■ TO BE DONE ■
Copy out only the lines from the one containing "point: front bumper" through the one containing "column 924, row 653", inclusive, swapping "marker" for "pin" and leaving everything else the same.

■ RECORDS SHOWN ■
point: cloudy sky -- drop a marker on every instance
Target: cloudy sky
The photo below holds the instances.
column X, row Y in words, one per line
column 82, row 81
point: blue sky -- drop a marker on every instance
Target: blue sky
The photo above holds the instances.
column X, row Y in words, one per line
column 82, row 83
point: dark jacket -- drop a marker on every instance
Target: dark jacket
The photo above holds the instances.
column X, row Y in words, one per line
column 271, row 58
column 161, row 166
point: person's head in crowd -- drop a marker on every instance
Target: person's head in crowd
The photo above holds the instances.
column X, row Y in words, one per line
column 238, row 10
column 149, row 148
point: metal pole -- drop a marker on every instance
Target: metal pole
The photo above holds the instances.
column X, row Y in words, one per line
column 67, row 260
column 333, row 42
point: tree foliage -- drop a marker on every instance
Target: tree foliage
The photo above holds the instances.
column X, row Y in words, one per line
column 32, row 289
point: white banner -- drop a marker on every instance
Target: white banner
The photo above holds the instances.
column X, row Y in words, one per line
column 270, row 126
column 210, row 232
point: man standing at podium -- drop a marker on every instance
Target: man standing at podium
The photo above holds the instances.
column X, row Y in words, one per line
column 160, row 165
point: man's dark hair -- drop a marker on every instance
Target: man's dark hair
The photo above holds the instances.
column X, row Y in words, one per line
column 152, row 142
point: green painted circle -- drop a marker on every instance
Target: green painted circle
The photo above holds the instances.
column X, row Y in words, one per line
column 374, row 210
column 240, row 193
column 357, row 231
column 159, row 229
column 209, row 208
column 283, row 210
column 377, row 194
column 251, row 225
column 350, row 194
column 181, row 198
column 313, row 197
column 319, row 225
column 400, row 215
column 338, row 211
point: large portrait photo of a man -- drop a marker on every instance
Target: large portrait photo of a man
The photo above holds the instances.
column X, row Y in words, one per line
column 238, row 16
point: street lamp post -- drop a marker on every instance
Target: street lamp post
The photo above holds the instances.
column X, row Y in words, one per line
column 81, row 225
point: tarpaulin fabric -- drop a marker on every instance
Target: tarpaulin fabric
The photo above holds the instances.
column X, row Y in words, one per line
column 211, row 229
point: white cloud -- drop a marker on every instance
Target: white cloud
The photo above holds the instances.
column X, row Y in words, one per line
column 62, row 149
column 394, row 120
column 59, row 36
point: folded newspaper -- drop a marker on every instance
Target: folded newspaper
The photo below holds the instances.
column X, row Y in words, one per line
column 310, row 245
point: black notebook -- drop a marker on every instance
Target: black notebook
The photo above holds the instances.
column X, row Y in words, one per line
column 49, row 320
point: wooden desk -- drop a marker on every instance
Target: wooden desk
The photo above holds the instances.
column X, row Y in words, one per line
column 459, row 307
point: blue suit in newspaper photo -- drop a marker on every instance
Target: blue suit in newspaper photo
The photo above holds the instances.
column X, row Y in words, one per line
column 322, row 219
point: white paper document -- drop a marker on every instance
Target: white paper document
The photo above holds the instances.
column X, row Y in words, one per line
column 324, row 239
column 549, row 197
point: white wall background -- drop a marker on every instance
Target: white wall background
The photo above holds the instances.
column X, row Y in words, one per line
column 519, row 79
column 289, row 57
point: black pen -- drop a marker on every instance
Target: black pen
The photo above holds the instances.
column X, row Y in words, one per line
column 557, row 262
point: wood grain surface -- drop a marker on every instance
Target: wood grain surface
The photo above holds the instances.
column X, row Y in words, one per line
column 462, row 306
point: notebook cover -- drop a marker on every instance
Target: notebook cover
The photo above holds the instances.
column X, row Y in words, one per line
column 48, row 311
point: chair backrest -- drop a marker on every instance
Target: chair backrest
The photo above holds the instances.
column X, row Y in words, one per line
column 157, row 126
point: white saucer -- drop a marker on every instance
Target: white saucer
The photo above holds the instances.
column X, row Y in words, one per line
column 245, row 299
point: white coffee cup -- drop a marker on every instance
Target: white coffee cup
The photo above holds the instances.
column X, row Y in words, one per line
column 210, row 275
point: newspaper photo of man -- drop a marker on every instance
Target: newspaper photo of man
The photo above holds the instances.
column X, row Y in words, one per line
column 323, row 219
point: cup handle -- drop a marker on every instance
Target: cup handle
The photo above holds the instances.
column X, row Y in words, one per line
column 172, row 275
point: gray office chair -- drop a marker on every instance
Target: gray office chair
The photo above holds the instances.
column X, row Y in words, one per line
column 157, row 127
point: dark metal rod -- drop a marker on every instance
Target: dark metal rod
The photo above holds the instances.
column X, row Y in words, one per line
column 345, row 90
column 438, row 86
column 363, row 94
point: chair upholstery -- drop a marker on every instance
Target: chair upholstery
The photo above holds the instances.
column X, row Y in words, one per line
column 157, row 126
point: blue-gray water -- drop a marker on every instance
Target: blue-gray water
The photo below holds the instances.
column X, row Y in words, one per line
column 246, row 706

--

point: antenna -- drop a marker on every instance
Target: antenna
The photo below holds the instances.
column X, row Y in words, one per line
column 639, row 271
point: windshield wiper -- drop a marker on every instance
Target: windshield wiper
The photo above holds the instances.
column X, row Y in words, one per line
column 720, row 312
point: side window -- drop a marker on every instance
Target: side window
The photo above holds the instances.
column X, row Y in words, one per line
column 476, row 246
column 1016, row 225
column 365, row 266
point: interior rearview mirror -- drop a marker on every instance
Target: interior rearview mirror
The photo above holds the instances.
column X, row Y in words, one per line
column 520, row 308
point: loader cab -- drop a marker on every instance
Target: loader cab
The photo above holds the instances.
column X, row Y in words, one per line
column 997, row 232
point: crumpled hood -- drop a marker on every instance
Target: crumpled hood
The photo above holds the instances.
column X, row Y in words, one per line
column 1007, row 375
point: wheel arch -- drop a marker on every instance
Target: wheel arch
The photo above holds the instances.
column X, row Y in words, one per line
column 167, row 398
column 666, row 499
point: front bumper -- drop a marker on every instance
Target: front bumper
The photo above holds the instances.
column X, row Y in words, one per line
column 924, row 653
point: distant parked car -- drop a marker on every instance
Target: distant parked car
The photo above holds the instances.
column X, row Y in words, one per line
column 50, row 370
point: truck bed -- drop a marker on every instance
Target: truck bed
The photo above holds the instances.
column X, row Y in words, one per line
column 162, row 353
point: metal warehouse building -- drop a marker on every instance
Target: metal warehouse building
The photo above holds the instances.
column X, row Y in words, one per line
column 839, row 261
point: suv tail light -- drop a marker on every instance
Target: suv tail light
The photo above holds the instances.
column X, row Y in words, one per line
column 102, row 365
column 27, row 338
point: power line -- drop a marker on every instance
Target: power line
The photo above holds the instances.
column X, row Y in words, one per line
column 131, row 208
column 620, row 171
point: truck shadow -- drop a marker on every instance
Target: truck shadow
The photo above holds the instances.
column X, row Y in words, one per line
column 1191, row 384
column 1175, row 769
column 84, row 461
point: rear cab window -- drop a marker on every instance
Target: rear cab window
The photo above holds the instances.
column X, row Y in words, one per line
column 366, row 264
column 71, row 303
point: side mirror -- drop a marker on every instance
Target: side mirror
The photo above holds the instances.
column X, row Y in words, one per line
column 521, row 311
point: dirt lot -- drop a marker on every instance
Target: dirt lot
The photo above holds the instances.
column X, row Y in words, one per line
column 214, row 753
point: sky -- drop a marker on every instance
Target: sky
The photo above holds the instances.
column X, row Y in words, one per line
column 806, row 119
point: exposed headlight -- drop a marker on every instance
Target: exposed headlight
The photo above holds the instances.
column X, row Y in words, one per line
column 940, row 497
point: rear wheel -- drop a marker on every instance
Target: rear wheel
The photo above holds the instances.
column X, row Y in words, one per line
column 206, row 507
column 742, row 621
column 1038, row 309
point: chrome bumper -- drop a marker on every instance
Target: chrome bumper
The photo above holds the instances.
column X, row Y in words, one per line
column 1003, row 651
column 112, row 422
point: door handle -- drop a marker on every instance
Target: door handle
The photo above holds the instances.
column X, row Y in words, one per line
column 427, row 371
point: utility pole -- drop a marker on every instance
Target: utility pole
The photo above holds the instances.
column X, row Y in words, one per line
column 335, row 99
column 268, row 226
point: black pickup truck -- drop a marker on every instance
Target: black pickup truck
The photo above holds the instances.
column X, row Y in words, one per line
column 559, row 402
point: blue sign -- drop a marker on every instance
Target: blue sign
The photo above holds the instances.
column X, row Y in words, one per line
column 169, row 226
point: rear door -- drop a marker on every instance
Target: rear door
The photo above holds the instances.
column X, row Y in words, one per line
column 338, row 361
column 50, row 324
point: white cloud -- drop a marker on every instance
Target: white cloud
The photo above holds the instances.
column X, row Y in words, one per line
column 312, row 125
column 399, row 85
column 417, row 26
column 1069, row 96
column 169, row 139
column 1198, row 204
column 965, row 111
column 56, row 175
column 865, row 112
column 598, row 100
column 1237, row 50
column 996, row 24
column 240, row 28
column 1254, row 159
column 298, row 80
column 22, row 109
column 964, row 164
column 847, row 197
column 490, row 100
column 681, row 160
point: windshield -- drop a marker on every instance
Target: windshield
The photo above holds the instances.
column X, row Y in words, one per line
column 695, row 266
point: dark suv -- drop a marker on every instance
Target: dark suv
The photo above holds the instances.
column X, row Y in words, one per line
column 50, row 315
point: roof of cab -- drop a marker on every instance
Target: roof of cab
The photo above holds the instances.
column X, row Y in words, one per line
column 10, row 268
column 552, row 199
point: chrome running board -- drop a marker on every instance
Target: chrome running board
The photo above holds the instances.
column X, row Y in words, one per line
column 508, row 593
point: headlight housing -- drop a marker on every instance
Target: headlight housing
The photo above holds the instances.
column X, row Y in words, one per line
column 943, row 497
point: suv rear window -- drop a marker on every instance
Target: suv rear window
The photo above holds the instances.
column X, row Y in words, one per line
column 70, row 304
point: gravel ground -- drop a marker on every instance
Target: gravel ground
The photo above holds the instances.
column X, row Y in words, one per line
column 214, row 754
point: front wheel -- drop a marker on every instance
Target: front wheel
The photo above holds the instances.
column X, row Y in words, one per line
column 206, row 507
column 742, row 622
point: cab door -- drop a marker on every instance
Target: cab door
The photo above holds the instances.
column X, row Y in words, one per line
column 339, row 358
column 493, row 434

■ RESULT OF THIS TASK ■
point: front bumper -- drop a pin on every instance
Target: front bumper
The photo above holds the instances.
column X, row Y in words, one per line
column 924, row 653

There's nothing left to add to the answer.